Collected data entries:

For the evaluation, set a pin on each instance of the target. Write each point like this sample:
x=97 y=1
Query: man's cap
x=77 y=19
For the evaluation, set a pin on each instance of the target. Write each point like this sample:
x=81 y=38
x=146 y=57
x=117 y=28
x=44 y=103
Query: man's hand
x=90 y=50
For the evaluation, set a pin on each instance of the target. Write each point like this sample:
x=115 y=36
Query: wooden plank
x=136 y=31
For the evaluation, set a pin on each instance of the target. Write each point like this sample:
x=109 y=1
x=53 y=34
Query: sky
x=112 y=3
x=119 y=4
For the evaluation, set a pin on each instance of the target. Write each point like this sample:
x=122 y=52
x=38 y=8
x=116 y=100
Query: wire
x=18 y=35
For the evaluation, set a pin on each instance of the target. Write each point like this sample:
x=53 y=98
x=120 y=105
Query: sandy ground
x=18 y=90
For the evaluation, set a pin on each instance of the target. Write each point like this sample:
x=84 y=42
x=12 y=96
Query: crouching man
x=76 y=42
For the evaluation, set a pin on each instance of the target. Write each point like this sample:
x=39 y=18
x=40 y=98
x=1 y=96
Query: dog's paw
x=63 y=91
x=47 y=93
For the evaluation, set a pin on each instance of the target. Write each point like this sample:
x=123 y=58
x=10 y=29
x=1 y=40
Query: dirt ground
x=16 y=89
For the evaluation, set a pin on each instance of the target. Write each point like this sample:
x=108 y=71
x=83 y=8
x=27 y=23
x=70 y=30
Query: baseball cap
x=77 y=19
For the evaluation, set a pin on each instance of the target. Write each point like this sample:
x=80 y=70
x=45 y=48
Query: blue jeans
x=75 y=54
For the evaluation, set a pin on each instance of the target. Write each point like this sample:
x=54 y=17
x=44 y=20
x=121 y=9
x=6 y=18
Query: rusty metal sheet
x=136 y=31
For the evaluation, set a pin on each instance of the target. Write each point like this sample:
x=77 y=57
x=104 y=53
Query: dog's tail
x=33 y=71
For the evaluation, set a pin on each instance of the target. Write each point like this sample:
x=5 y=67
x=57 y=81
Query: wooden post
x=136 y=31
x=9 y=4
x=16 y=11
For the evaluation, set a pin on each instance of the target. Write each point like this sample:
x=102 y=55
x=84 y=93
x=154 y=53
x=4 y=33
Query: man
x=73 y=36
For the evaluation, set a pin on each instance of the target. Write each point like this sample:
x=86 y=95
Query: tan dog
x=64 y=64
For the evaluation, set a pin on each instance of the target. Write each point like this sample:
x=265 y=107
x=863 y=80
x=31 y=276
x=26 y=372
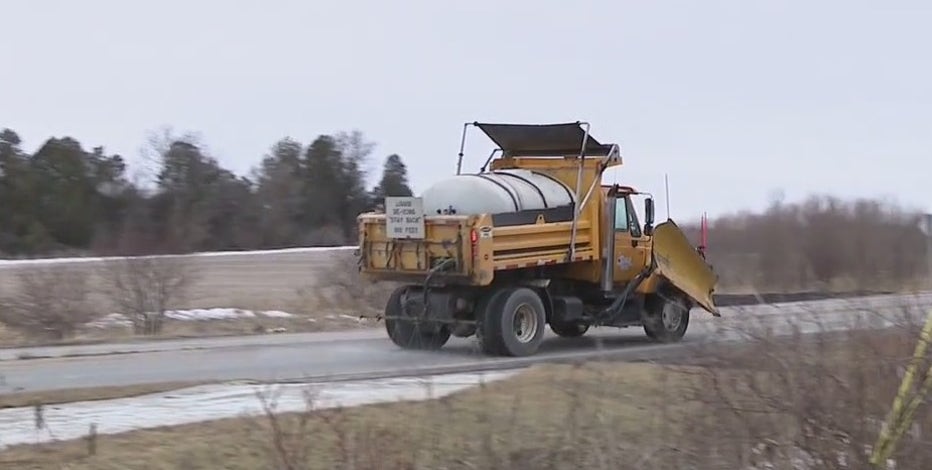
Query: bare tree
x=49 y=302
x=145 y=288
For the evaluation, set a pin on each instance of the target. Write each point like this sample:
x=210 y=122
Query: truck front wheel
x=513 y=322
x=409 y=333
x=666 y=320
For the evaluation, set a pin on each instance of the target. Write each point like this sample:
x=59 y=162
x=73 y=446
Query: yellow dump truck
x=533 y=239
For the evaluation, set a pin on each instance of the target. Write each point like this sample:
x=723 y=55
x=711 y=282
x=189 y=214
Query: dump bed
x=465 y=249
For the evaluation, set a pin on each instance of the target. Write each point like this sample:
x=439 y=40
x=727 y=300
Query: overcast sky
x=735 y=100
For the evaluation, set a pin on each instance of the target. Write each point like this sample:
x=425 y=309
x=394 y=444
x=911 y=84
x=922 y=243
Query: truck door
x=631 y=248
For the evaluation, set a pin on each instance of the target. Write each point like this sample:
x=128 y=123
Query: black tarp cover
x=542 y=139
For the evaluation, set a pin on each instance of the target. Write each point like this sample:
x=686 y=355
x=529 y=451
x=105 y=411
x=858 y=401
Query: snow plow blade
x=679 y=262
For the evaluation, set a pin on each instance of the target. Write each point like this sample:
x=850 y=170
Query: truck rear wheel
x=513 y=322
x=666 y=320
x=409 y=333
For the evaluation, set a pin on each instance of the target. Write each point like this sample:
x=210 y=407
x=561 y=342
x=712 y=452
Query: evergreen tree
x=394 y=181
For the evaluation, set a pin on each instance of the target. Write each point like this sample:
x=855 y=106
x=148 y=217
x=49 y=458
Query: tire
x=666 y=321
x=513 y=323
x=569 y=329
x=409 y=334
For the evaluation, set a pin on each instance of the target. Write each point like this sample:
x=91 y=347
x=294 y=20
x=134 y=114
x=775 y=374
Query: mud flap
x=678 y=261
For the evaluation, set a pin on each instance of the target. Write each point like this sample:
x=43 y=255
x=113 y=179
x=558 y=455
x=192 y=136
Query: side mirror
x=648 y=216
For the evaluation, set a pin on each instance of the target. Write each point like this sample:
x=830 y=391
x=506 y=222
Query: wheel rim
x=672 y=316
x=525 y=323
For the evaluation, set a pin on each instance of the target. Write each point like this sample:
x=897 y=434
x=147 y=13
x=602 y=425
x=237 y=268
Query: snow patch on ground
x=211 y=402
x=197 y=314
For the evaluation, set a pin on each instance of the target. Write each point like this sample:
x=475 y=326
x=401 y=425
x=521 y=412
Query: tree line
x=820 y=243
x=67 y=199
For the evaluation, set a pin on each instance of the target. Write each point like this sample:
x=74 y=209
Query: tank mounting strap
x=541 y=193
x=510 y=194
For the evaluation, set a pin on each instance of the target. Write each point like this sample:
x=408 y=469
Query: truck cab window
x=633 y=223
x=621 y=214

Objective → Copy the material shown above in full and exactly. Skip the pictures.

Task output →
For the evaluation, set a pin on each instance of the target. Write each point like this sample:
x=97 y=1
Query: man's cap
x=77 y=19
For the evaluation, set a pin on each instance of the target. Write each point like this sample:
x=81 y=38
x=146 y=57
x=117 y=28
x=44 y=103
Query: man's hand
x=90 y=50
For the evaluation, set a pin on each instance of the target. Write each point like this sample:
x=115 y=36
Query: wooden plank
x=136 y=31
For the evaluation, set a pin on each instance of the target. Write each point like this sample:
x=109 y=1
x=53 y=34
Query: sky
x=112 y=3
x=119 y=4
For the evaluation, set a pin on each instance of the target. Write each point like this sample:
x=122 y=52
x=38 y=8
x=116 y=100
Query: wire
x=18 y=35
For the evaluation, set a pin on each instance of the target. Write each point like this sample:
x=53 y=98
x=120 y=105
Query: sandy ground
x=18 y=90
For the evaluation, set a pin on each instance of the target. Write each point like this sample:
x=84 y=42
x=12 y=96
Query: crouching man
x=76 y=42
For the evaluation, set a pin on each instance of the target. Write each point like this sample:
x=39 y=18
x=40 y=98
x=1 y=96
Query: dog's paw
x=63 y=91
x=47 y=93
For the evaluation, set a pin on each instance of the target. Write each point like this sample:
x=123 y=58
x=10 y=29
x=1 y=40
Query: dirt ground
x=16 y=89
For the evaluation, set a pin on each instance of the target. Write each point like this sample:
x=108 y=71
x=83 y=8
x=27 y=23
x=70 y=30
Query: baseball cap
x=77 y=19
For the evaluation, set a pin on each instance of the target. Write each point like this sample:
x=80 y=70
x=45 y=48
Query: blue jeans
x=75 y=54
For the evaluation, set a pin on each instance of the target. Write each point like this sample:
x=54 y=17
x=44 y=20
x=121 y=9
x=6 y=18
Query: rusty metal sheet
x=136 y=31
For the evaluation, set a pin on each instance of the target. Write each point like this sample:
x=77 y=57
x=104 y=53
Query: dog's tail
x=33 y=71
For the evaluation, set a pin on each instance of the target. Write each point like this sample:
x=5 y=67
x=57 y=81
Query: wooden post
x=136 y=31
x=9 y=4
x=16 y=11
For the evaluation, set a pin on each instance of the target. Write each point like this sample:
x=102 y=55
x=84 y=93
x=154 y=53
x=4 y=33
Query: man
x=73 y=36
For the evaluation, set a pin on each instance of the target. Write each point like this sample:
x=86 y=95
Query: tan dog
x=64 y=64
For the evaluation, set a pin on each instance of the target. Write each point like this sample:
x=265 y=107
x=863 y=80
x=31 y=276
x=26 y=372
Query: bare tree
x=49 y=302
x=145 y=288
For the evaluation, set a pin on each instance of the target. Write each point like this sample:
x=210 y=122
Query: truck front wheel
x=513 y=322
x=409 y=333
x=666 y=320
For the evaluation, set a pin on each instance of the target. Write each point like this sample:
x=59 y=162
x=73 y=446
Query: yellow dump truck
x=533 y=239
For the evaluation, set a pin on each instance of the target. Write each point like this sample:
x=723 y=55
x=711 y=282
x=189 y=214
Query: dump bed
x=465 y=249
For the evaluation, set a pin on each instance of the target. Write each point like this sample:
x=439 y=40
x=727 y=300
Query: overcast sky
x=735 y=100
For the evaluation, set a pin on each instance of the target. Write each point like this sample:
x=425 y=309
x=394 y=444
x=911 y=84
x=922 y=243
Query: truck door
x=631 y=248
For the evaluation, set a pin on each instance of the target. Write each point like this sample:
x=128 y=123
Query: black tarp cover
x=542 y=139
For the evaluation, set a pin on each instance of the target. Write each point like this sample:
x=686 y=355
x=529 y=451
x=105 y=411
x=858 y=401
Query: snow plow blade
x=679 y=262
For the evaluation, set a pin on each instance of the target. Write each point like this sample:
x=850 y=170
Query: truck rear wheel
x=513 y=322
x=666 y=320
x=409 y=333
For the evaluation, set a pin on each instance of the target. Write each point like this sample:
x=210 y=407
x=561 y=342
x=712 y=452
Query: evergreen tree
x=394 y=181
For the evaluation, set a pin on each instance of the target. Write each point like this sample:
x=855 y=106
x=148 y=217
x=49 y=458
Query: tire
x=666 y=321
x=513 y=323
x=569 y=329
x=409 y=334
For the evaluation, set a pin on each instance of the target. Write each point like this sample:
x=91 y=347
x=294 y=20
x=134 y=114
x=775 y=374
Query: mud flap
x=678 y=261
For the evaluation, set a pin on each instance of the target. Write each point like this sample:
x=43 y=255
x=113 y=179
x=558 y=455
x=192 y=136
Query: side mirror
x=648 y=216
For the evaluation, set a pin on each instance of the target. Write each point like this sample:
x=830 y=391
x=506 y=222
Query: wheel rim
x=672 y=316
x=525 y=323
For the evaluation, set a pin on each instance of the target. Write each point like this sample:
x=897 y=434
x=147 y=13
x=602 y=425
x=237 y=268
Query: snow patch on ground
x=211 y=402
x=197 y=314
For the evaluation, set a pin on each instance of the target. Write each point like this sample:
x=475 y=326
x=401 y=425
x=521 y=412
Query: tree line
x=820 y=243
x=67 y=199
For the evaluation, set a pin on each instance of the target. Write each point like this sample:
x=74 y=209
Query: tank mounting strap
x=541 y=193
x=510 y=194
For the evaluation, set a pin on each instance of the target. Write each point like this sample:
x=408 y=469
Query: truck cab window
x=633 y=223
x=621 y=214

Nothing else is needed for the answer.